--- Passage provided ---
In addition, the programme "Energetic Urban Renewal", which promotes measures for the energy efficiency of buildings and the supply infrastructure (heating/cooling/water/wastewater), is to be further developed. Among other things, the corresponding loan programme provides for a doubling of the repayment subsidy as early as the 4th quarter of 2019. Municipal utilities should take a close look at the planned expansion of support programmes. Together with the strengthening of cogeneration solutions, heating networks and increased support for energy consulting services, this opens up new opportunities here, for example, to build up an offering in the field of "efficient neighbourhood development" or to strengthen existing involvement in this area. Extended support for new mobility solutions New measures are also defined very specifically in the field of mobility. For example, according to the target of seven to ten million electric vehicles in Germany by 2030, the purchase premium for cars with electric, hybrid and fuel cell drive is to be extended from 2021 and increased for cars under 40,000 euros. Likewise, the reduced company car tax of 0.5 percent, extended until 2030, is to be reduced to 0.25 percent for pure electric vehicles up to a purchase price of 40,000 euros.

--- Entries provided ---
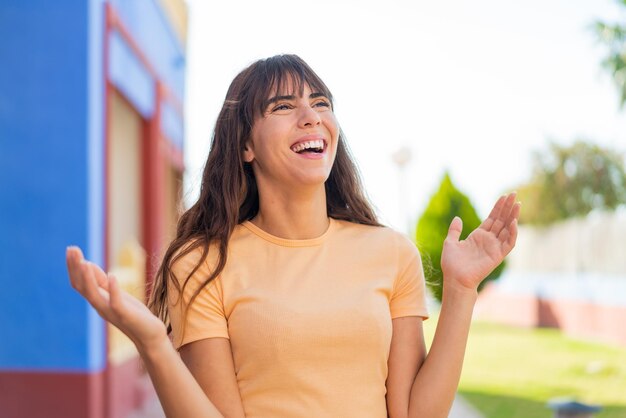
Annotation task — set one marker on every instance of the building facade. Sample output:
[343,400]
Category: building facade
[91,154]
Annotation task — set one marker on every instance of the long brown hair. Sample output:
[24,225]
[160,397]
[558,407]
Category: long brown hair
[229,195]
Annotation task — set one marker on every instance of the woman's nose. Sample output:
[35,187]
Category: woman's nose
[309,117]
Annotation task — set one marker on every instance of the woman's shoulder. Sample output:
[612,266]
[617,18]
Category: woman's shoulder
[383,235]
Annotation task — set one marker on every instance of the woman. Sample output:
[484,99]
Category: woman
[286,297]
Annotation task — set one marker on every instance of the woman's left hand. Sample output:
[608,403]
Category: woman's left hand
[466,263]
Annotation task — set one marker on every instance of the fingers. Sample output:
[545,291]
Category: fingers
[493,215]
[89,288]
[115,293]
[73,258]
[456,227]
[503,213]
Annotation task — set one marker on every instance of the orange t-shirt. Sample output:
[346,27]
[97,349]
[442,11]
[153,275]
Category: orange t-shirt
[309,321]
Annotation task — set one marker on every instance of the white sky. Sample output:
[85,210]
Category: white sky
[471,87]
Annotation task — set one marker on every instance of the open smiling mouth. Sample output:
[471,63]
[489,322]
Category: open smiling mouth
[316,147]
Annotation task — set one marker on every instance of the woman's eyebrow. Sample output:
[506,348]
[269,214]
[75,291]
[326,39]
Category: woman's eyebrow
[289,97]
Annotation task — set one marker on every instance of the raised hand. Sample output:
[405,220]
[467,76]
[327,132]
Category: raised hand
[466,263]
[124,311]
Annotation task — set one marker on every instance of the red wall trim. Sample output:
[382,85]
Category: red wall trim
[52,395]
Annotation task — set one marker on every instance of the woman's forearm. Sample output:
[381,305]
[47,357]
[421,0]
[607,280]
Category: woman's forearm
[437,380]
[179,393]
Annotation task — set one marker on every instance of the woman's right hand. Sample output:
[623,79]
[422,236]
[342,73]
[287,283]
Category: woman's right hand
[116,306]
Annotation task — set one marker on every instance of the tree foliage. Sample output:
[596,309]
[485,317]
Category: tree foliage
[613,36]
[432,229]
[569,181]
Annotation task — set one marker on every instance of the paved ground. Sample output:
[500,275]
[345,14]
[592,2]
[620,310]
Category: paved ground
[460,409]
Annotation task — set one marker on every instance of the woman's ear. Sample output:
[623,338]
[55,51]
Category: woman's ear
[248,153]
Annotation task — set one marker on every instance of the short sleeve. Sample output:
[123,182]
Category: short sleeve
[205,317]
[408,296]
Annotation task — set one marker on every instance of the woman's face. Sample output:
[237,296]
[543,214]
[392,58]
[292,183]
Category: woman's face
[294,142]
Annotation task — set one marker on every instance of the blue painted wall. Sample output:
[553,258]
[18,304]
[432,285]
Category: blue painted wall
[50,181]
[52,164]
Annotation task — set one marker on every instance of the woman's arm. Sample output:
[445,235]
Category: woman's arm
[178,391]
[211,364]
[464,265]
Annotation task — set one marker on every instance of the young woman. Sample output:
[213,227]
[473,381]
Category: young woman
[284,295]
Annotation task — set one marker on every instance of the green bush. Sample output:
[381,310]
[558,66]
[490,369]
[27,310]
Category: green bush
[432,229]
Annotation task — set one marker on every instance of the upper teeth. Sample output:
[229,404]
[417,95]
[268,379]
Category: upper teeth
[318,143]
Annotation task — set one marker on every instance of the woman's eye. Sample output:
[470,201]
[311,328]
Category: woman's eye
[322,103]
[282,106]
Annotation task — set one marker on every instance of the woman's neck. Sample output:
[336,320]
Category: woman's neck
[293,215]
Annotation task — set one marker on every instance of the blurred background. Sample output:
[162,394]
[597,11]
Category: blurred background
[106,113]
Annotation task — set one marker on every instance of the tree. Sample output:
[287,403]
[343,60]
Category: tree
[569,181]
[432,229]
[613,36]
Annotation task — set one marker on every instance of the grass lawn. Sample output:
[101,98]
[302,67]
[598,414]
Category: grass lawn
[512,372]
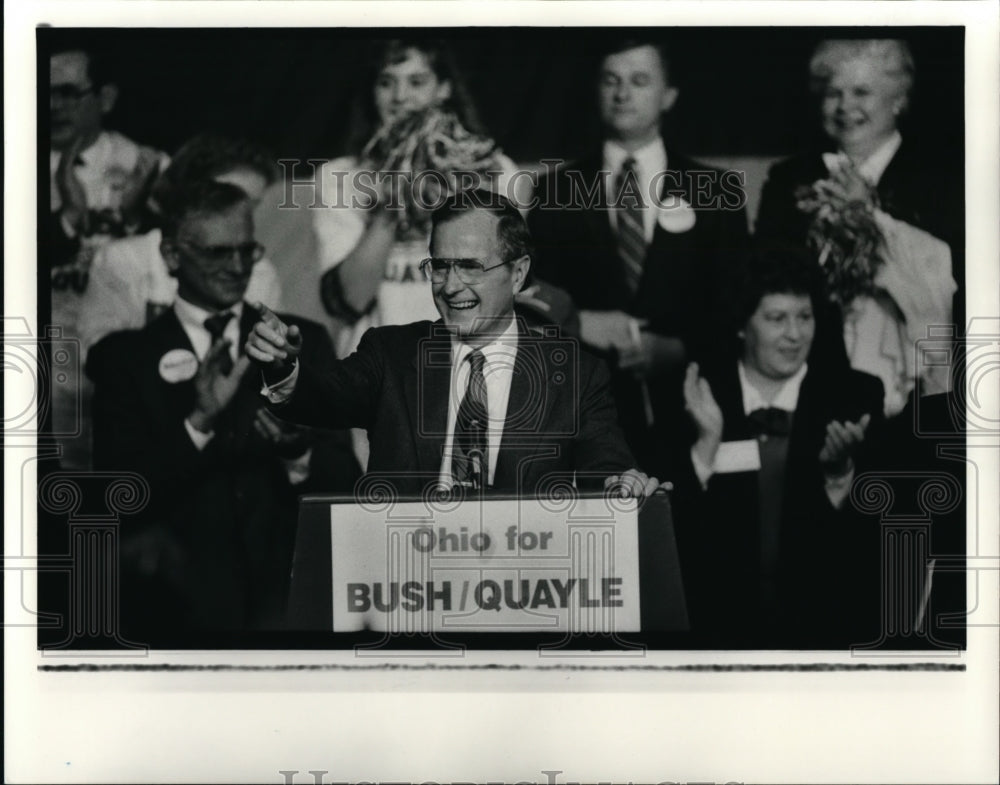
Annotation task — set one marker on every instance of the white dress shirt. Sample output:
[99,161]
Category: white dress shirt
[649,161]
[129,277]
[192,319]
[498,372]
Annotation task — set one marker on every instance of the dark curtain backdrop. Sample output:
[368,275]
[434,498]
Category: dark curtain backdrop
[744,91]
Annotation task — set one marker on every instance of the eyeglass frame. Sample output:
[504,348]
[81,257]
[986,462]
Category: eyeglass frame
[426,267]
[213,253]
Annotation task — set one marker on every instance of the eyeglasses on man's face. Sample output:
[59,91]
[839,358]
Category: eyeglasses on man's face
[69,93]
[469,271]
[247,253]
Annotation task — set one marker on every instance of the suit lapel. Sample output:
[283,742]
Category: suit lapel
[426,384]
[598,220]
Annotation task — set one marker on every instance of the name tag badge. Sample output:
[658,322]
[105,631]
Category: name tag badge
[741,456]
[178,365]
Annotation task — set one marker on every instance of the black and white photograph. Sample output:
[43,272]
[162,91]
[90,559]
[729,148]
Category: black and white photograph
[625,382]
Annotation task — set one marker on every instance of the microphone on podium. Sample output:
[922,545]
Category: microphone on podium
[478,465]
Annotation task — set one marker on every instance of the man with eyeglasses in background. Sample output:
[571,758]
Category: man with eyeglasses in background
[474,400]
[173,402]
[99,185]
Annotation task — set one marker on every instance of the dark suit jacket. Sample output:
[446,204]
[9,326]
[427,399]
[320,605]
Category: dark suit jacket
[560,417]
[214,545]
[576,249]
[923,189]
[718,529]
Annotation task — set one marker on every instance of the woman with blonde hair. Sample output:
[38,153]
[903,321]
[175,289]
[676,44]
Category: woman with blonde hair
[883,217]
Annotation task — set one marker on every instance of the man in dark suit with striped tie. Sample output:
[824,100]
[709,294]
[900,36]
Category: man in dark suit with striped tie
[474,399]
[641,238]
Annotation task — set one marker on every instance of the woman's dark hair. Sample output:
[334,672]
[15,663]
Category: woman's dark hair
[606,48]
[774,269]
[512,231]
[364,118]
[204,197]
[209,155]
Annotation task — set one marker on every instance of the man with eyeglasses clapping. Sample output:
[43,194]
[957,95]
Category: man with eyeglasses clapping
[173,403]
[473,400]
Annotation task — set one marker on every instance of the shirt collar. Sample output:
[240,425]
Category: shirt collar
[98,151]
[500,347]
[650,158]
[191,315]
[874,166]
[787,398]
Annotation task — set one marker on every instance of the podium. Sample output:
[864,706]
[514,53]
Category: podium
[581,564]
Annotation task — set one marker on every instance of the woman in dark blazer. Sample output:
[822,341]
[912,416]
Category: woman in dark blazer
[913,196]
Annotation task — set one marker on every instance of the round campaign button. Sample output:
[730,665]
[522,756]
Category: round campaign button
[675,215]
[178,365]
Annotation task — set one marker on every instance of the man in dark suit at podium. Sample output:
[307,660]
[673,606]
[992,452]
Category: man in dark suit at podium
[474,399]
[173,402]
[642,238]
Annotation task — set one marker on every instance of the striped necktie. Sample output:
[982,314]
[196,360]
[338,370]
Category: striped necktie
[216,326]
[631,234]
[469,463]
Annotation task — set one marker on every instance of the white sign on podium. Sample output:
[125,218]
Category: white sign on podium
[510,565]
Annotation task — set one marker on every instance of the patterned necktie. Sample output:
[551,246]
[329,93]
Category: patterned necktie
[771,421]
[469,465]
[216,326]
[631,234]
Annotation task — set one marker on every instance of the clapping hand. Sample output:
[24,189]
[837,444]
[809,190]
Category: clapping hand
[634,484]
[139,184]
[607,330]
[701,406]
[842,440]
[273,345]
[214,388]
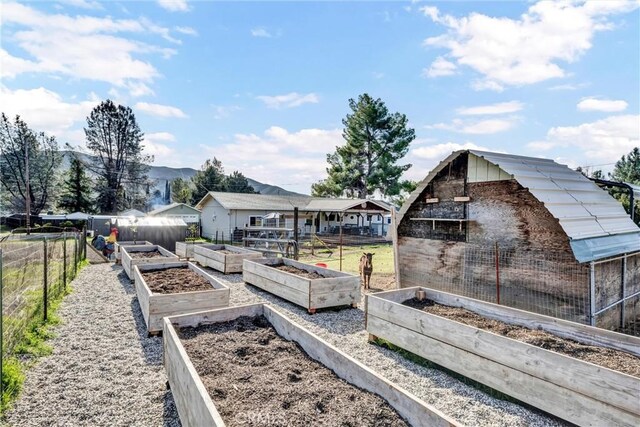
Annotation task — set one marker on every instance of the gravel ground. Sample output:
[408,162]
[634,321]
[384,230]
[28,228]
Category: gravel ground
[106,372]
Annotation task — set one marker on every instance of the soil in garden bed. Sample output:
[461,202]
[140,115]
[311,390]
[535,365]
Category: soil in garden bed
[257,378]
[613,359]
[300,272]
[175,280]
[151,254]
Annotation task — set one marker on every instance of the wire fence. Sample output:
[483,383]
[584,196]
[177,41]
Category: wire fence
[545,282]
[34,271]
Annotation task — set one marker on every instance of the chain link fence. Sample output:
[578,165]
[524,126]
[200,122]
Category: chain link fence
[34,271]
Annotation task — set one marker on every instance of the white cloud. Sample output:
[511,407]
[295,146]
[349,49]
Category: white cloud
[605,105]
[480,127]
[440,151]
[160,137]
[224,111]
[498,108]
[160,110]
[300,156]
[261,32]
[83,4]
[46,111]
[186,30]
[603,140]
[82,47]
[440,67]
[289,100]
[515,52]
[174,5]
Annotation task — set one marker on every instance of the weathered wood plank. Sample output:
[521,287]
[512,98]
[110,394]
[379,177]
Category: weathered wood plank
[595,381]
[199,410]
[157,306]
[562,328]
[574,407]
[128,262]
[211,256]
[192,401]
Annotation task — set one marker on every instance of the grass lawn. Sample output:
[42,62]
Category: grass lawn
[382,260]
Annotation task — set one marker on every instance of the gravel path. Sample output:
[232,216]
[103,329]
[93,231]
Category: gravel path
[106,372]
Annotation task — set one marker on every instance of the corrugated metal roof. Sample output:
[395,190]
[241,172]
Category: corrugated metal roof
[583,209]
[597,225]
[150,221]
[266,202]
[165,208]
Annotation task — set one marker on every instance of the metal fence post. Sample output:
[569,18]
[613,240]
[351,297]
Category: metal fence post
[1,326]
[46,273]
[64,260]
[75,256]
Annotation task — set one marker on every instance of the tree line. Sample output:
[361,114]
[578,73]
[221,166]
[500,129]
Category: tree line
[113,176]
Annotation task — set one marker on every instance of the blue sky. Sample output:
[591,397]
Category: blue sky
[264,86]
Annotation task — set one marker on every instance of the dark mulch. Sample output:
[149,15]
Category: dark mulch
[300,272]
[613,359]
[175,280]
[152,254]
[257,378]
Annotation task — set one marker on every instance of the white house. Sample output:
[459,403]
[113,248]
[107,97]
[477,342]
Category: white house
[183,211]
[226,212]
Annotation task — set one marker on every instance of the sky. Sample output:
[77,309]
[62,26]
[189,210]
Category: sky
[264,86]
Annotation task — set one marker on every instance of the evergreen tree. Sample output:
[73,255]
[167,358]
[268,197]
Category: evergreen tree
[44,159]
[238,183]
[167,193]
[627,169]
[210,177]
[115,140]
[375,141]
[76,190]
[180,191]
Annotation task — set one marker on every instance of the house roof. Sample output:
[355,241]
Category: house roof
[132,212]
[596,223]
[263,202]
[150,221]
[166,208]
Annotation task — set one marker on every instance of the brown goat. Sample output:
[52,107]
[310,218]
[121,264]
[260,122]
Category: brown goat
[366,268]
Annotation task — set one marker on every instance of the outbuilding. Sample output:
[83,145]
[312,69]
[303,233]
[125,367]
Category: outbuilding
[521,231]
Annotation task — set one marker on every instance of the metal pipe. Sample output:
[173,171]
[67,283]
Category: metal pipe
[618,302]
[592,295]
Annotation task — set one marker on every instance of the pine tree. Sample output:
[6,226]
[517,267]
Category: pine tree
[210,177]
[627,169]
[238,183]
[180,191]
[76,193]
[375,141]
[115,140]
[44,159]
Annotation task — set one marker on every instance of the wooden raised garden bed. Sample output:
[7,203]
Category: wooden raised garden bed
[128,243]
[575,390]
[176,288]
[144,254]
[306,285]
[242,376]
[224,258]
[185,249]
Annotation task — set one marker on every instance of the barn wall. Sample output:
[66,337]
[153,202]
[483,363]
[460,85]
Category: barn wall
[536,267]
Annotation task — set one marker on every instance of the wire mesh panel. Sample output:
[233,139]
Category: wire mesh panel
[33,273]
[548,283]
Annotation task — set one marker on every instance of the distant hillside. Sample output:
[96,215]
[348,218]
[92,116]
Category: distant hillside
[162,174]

--- Task prompt ---
Could you reproduce the passage on the urban renewal and electric mobility support measures in full, word for word?

--- Task output ---
In addition, the programme "Energetic Urban Renewal", which promotes measures for the energy efficiency of buildings and the supply infrastructure (heating/cooling/water/wastewater), is to be further developed. Among other things, the corresponding loan programme provides for a doubling of the repayment subsidy as early as the 4th quarter of 2019. Municipal utilities should take a close look at the planned expansion of support programmes. Together with the strengthening of cogeneration solutions, heating networks and increased support for energy consulting services, this opens up new opportunities here, for example, to build up an offering in the field of "efficient neighbourhood development" or to strengthen existing involvement in this area. Extended support for new mobility solutions New measures are also defined very specifically in the field of mobility. For example, according to the target of seven to ten million electric vehicles in Germany by 2030, the purchase premium for cars with electric, hybrid and fuel cell drive is to be extended from 2021 and increased for cars under 40,000 euros. Likewise, the reduced company car tax of 0.5 percent, extended until 2030, is to be reduced to 0.25 percent for pure electric vehicles up to a purchase price of 40,000 euros.